- **Page**:
──────

Tom was a rugged tight end with sneaky good hands - a ''glorified guard,'' he calls himself - for Tom Osborne-coached teams from 1985-87 that were fixtures in the top 10.

His son, Josh, never wanted to go anywhere but Nebraska, and now he's winding down his senior season playing some of the best football of any linebacker the 17th-ranked Cornhuskers have had in recent years.

Tom, a longtime Lincoln insurance agent, shows up at practice at least once a week, usually on Tuesdays. Afterward he and Josh, still in practice gear, meet on the field to discuss football and life.

''I love it,'' Josh said. ''Having him around, it's always good to have family close. A lot of other guys don't get that. For Thanksgiving I get to go home. Other guys are from eight hours away. I love him coming down and talking, and he gets to learn a little about what's going on and get the inside, which I know he likes.''

When Josh started playing flag football in grade school, Tom instilled in him that putting on the Husker helmet is an honor that's earned through hard work, and lots of it. Josh never took his eye off the prize, developing into a four-star recruit at Southwest High in Lincoln .

Tom and Amy Banderas celebrated senior day with Josh last Saturday and then watched him make nine tackles against Maryland. Josh will start his 30th game when Nebraska closes the regular season at Iowa on Friday, and he said he's never forgotten what his dad told him.

''The way I put it,'' Tom said, ''is that 60 percent of that crowd in the stadium, whether 80 years old or 5 years old, would give two toes on their left foot to go down there and play a single play,'' Tom said. ''That's the responsibility you have to those 92,000 fans, to give 250 percent on every single play. That's your responsibility, take it or leave it.''

Josh has taken it and run with it. He was voted a captain in August, and his 80 tackles lead the team. He's averaged 10.2 tackles a game from his middle linebacker's spot since Oct. 15, the best six-game stretch by a Nebraska defender since Lavonte David averaged 11.5 in 2011.

With 219 career tackles, he's in position to crack the top 15 at Nebraska if he keeps playing, as coach Mike Riley says, ''like an all-star.''

''He's really emerged even more this year as a real leader, and then his preparation is just about perfect,'' Riley said. ''He's made not only tackles but really decisive kind of defining-type tackles.''

Josh credits his defensive linemen and fellow linebackers for keeping blockers off him, allowing him make all those stops. He said his confidence has never been higher.

As a freshman he was forced to play right away because the Huskers were thin at his position. He said he wasn't ready. Even as a sophomore he struggled, which caused anxiety because he knew coach Bo Pelini had him on a short leash. He would look over his shoulder because if he made a mistake, he would go to the bench. He considered transferring.

──────

- **Entries supplied**:
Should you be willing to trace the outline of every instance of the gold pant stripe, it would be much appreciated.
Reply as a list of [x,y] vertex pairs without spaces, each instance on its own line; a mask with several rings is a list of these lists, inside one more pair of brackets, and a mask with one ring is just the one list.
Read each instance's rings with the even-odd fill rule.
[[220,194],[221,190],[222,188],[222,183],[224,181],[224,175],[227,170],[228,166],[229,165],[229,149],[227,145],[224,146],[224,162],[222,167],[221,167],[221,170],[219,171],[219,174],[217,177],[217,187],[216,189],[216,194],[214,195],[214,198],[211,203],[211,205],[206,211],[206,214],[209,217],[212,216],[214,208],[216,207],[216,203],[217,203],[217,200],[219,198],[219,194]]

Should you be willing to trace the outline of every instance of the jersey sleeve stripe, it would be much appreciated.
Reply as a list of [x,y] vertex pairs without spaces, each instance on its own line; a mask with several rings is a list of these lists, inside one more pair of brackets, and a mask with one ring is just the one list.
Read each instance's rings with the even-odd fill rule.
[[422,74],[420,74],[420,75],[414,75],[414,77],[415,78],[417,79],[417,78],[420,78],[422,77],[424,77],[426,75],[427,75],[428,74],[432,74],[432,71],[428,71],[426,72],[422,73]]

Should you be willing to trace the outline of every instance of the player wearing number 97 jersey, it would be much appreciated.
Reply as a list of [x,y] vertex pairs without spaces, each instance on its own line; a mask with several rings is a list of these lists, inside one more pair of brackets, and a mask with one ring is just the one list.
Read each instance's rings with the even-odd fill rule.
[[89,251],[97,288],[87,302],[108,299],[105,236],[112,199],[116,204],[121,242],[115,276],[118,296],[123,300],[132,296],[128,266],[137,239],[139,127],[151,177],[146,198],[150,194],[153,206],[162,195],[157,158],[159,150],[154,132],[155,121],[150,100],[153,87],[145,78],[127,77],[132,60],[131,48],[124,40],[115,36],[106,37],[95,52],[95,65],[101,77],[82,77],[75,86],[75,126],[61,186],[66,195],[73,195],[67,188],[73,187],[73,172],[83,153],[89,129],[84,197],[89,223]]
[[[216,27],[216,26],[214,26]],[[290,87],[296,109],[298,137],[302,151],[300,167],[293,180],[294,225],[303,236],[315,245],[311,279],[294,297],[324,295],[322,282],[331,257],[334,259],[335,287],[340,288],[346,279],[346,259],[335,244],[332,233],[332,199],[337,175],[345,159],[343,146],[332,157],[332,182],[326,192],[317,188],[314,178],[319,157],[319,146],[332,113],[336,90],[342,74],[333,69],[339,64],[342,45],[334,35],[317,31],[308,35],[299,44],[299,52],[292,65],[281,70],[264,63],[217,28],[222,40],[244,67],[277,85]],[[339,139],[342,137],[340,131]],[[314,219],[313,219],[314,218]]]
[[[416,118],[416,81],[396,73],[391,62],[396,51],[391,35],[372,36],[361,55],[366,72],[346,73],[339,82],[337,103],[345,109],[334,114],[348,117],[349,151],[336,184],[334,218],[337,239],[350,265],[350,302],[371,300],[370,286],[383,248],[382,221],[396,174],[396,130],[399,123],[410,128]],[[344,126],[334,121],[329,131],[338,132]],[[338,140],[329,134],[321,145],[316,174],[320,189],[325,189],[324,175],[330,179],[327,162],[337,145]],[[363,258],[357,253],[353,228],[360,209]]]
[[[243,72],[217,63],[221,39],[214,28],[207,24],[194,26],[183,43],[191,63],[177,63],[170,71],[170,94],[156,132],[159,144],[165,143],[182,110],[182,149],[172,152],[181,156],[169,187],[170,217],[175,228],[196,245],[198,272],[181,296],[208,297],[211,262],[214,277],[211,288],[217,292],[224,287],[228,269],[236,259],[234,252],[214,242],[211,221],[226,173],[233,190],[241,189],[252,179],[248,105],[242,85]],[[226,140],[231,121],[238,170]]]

──────

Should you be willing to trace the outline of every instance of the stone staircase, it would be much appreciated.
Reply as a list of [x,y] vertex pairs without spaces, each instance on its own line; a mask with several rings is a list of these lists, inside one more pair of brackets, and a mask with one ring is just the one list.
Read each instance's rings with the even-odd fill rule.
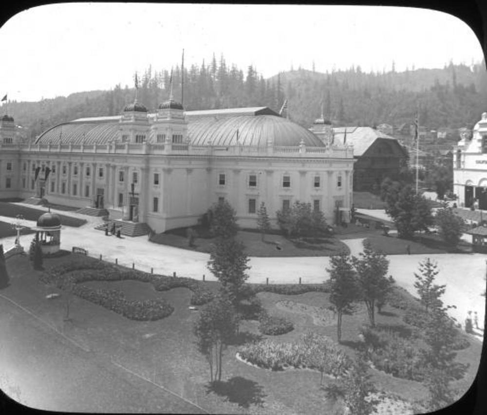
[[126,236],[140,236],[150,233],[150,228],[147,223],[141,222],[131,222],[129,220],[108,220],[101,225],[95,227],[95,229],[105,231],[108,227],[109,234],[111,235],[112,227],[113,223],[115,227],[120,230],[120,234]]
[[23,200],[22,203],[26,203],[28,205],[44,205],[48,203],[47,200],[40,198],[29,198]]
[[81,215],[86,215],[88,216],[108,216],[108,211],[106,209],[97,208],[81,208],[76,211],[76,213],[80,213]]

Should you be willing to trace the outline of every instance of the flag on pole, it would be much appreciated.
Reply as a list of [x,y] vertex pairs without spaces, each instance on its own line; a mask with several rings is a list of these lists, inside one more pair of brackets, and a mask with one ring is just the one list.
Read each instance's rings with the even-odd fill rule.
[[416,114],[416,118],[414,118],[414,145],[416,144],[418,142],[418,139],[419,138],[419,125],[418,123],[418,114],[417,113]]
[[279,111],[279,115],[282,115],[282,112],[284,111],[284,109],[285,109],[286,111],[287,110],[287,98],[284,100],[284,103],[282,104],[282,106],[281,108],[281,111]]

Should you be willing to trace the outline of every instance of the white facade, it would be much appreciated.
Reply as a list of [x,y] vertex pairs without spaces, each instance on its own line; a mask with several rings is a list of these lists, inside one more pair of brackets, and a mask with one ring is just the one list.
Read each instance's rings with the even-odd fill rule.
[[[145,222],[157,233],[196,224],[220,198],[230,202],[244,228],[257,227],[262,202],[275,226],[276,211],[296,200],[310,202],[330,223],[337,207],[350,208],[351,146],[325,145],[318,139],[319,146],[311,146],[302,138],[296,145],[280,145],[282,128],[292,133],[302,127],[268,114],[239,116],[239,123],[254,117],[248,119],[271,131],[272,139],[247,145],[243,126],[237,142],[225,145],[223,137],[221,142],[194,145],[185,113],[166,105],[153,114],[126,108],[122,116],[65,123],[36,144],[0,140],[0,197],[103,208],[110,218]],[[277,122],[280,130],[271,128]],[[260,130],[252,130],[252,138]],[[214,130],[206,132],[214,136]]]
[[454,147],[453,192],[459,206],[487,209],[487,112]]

──────

- **Problem 1**: Transcribe the part of the article about Josh Banderas starting at "Josh has taken" and ending at "never been higher.".
- **Problem 2**:
Using the article about Josh Banderas, answer these questions:
(a) In which years did Tom play tight end for teams coached by Tom Osborne?
(b) How many tackles did Josh make against Maryland?
(c) Which coach had Josh on a short leash during his sophomore season?
- **Problem 3**: Continue the article about Josh Banderas from its final sentence, not the rows.

- **Exercise answer 1**:
Josh has taken it and run with it. He was voted a captain in August, and his 80 tackles lead the team. He's averaged 10.2 tackles a game from his middle linebacker's spot since Oct. 15, the best six-game stretch by a Nebraska defender since Lavonte David averaged 11.5 in 2011.

With 219 career tackles, he's in position to crack the top 15 at Nebraska if he keeps playing, as coach Mike Riley says, ''like an all-star.''

''He's really emerged even more this year as a real leader, and then his preparation is just about perfect,'' Riley said. ''He's made not only tackles but really decisive kind of defining-type tackles.''

Josh credits his defensive linemen and fellow linebackers for keeping blockers off him, allowing him make all those stops. He said his confidence has never been higher.

- **Exercise answer 2**:
(a) 1985-87
(b) Nine
(c) Bo Pelini

- **Exercise answer 3**:
''I look back, and I didn't like playing football,'' he said. ''I wasn't playing confident. I was playing scared. If I would have redshirted, that would have benefited me. That would have been good to get a year under my belt, learn the system and get a little stronger.''

His turning point came at the end of his sophomore season, the 2014 Holiday Bowl against USC. Pelini had been fired about three weeks earlier, and the assistants stayed on to coach the bowl game. Josh made a career-high 14 tackles.

''It was kind of like, `I'm going to play, and I don't care. This is the last game of the season. Maybe this is going to start a new phase for me,''' he said. ''So I went out and played football like I did in high school. That flipped things.''

So did the hiring of Riley and linebackers coach Trent Bray. Josh wouldn't criticize how he was handled by the previous staff. He said he meshes better with the style and system of the current staff. But Tom said the importance of the coaching change can't be overstated.

''It was a resurrection, in a way, for his career,'' Tom said.

Nebraska was a model of stability when Tom came to Lincoln from Oak Grove, Missouri. He appeared in 28 games and got as much joy from knocking down defensive ends in Osborne's triple-option offense as he did from catching passes. Tom's time to shine came whenever quarterback Steve Taylor caught opposing defenses loading up to stop the run and saw him running wide open. Tom caught 16 passes in his career, 10 for touchdowns. In 1987, he was second in the Big Eight with six TD receptions.

So who had the better career, Tom or Josh?

''I defer to the boy on that,'' Tom said, laughing.

With Josh's college career two or three games from being over, Riley wonders what Tom will do come January.

''I just see a picture of a dad, a former player, all that, really enjoying watching his son,'' Riley said. ''We talked about it the other day when we were walking out, that the hard part for Tom's going to be Josh's graduating. He's just going to have to come down and watch the other guys practice.''

As it turns out, there's another Banderas, Anthony, and he would love to live the Nebraska football dream, too. Anthony just finished his junior season at Southwest High. He's an outside linebacker who's getting looks from Kansas State and, yes, Nebraska.

Tom said Anthony will show whether he has what it takes to play for the Huskers during his senior season. Meanwhile, Tom is soaking up these last few weeks of the season with Josh, who as a toddler would bumble around the house in his dad's old helmet while wearing a Nebraska jersey and football pants.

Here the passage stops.